INPUT FOR THIS TASK:
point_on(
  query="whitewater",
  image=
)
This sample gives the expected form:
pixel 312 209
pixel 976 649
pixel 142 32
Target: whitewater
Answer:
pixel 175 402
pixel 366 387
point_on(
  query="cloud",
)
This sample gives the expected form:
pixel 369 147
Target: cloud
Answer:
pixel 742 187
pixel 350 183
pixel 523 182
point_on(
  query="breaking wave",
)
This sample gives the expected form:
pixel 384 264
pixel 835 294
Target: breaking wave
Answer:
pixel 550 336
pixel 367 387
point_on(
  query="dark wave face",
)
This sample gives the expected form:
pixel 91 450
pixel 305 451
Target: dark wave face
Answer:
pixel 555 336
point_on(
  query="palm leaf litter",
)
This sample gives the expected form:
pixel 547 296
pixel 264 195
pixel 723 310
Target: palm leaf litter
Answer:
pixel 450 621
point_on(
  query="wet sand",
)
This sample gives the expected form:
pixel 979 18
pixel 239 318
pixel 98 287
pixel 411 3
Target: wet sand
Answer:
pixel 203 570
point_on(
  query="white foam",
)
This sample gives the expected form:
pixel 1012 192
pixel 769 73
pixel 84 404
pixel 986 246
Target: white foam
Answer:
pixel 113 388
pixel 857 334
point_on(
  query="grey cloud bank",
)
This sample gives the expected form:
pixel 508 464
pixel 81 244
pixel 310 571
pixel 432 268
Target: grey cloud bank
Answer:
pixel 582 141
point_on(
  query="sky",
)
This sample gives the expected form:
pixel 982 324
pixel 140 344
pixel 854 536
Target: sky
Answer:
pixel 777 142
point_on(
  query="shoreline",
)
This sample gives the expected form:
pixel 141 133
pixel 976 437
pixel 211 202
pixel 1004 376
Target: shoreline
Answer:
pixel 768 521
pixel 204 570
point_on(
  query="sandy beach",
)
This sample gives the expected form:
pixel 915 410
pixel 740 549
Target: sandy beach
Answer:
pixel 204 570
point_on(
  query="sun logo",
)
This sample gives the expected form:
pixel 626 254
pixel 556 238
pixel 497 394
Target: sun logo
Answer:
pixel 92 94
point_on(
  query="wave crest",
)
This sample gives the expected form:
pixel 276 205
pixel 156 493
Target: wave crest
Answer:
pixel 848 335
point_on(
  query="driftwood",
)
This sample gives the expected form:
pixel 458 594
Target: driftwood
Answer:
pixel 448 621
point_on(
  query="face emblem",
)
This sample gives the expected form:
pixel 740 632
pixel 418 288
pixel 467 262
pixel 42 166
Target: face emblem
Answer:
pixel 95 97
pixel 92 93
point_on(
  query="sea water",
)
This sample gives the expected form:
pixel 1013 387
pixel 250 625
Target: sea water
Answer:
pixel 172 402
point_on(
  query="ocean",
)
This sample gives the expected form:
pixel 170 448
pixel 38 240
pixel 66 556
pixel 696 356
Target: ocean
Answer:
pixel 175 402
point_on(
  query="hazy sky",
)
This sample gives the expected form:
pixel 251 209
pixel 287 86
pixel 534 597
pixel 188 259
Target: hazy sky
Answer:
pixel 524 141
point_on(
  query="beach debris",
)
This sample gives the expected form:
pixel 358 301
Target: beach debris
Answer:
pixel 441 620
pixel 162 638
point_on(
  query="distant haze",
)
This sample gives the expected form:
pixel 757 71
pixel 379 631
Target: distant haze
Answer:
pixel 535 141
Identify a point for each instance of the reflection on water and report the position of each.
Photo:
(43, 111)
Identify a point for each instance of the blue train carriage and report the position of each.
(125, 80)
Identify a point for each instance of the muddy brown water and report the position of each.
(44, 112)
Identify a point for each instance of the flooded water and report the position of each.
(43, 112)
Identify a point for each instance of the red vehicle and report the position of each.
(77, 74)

TASK REQUIREMENTS: The full listing above needs to be output exactly.

RESPONSE TO THIS TASK:
point_on(
  query="whitewater",
  image=
)
This sample gives the expected form:
pixel 312 209
pixel 976 649
pixel 142 32
Target: whitewater
Answer:
pixel 175 402
pixel 366 387
point_on(
  query="cloud",
)
This sample gives the expected form:
pixel 369 147
Target: cloud
Answer:
pixel 742 187
pixel 350 183
pixel 523 182
point_on(
  query="breaking wave",
)
This sample gives the expected form:
pixel 384 264
pixel 835 294
Target: breaking wave
Answer:
pixel 550 336
pixel 367 387
point_on(
  query="dark wave face",
)
This sample gives the expected form:
pixel 91 450
pixel 305 451
Target: dark wave face
Answer:
pixel 555 336
point_on(
  query="palm leaf litter",
)
This sample gives the expected form:
pixel 547 296
pixel 264 195
pixel 723 310
Target: palm leaf litter
Answer:
pixel 450 621
point_on(
  query="wet sand",
)
This sample gives the expected form:
pixel 979 18
pixel 239 318
pixel 98 287
pixel 411 3
Target: wet sand
Answer:
pixel 203 570
point_on(
  query="white foam",
)
This sample gives the expected form:
pixel 1012 192
pixel 769 73
pixel 84 404
pixel 986 246
Target: white foam
Answer:
pixel 113 388
pixel 857 334
point_on(
  query="grey cloud bank",
)
This sample gives the expected form:
pixel 508 464
pixel 81 244
pixel 310 571
pixel 432 268
Target: grey cloud bank
Answer:
pixel 582 141
point_on(
  query="sky",
)
This sample gives the expected form:
pixel 982 324
pixel 140 344
pixel 854 536
Target: sky
Answer:
pixel 777 142
point_on(
  query="shoreline",
)
This sample gives the expected form:
pixel 141 133
pixel 976 437
pixel 211 202
pixel 1004 376
Target: shoreline
Answer:
pixel 768 521
pixel 204 570
point_on(
  query="sandy beach",
)
This sample gives the expected form:
pixel 915 410
pixel 740 549
Target: sandy beach
Answer:
pixel 204 570
point_on(
  query="sun logo",
)
This sample gives the expected form:
pixel 626 254
pixel 556 238
pixel 497 394
Target: sun logo
Answer:
pixel 92 94
point_on(
  query="wave crest",
)
This sample gives the expected form:
pixel 276 205
pixel 156 493
Target: wave crest
Answer:
pixel 848 335
point_on(
  query="driftwood",
)
This sample gives the expected form:
pixel 458 594
Target: driftwood
Answer:
pixel 448 621
point_on(
  query="face emblem",
)
This sample gives the expected form:
pixel 740 632
pixel 418 288
pixel 467 262
pixel 42 166
Target: face emblem
Answer:
pixel 95 97
pixel 92 93
point_on(
  query="sea water",
)
This sample gives the expected form:
pixel 1013 387
pixel 250 625
Target: sea water
Answer:
pixel 172 402
point_on(
  query="ocean",
)
This sample gives the expected form:
pixel 170 448
pixel 38 240
pixel 66 556
pixel 696 356
Target: ocean
Answer:
pixel 175 402
point_on(
  query="hazy sky",
)
This sample gives the expected form:
pixel 251 209
pixel 287 86
pixel 534 597
pixel 188 259
Target: hazy sky
Answer:
pixel 524 141
point_on(
  query="beach debris",
)
This sample gives the expected form:
pixel 358 301
Target: beach debris
Answer:
pixel 441 620
pixel 162 638
point_on(
  query="distant haze",
)
This sample gives the expected form:
pixel 757 71
pixel 379 631
Target: distant haze
Answer:
pixel 535 141
Identify a point for each instance of the reflection on water and report the position of each.
Photo:
(43, 111)
Identify a point for each instance of the blue train carriage and report the position of each.
(125, 80)
Identify a point for each instance of the muddy brown water and report the position of each.
(44, 112)
Identify a point for each instance of the flooded water and report the position of each.
(43, 112)
Identify a point for each instance of the red vehicle and report the position of each.
(77, 74)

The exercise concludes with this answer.